*Data rows*
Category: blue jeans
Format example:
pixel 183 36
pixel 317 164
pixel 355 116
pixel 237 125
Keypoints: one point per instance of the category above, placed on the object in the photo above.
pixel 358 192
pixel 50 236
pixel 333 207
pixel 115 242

*Exercise prompt*
Please reproduce the listing above line for line, with nothing changed.

*Exercise answer*
Category: blue jeans
Format example:
pixel 183 36
pixel 317 164
pixel 355 116
pixel 237 125
Keypoints: one point per instance of the category above, placed on the object in the photo above.
pixel 358 192
pixel 50 236
pixel 333 207
pixel 115 242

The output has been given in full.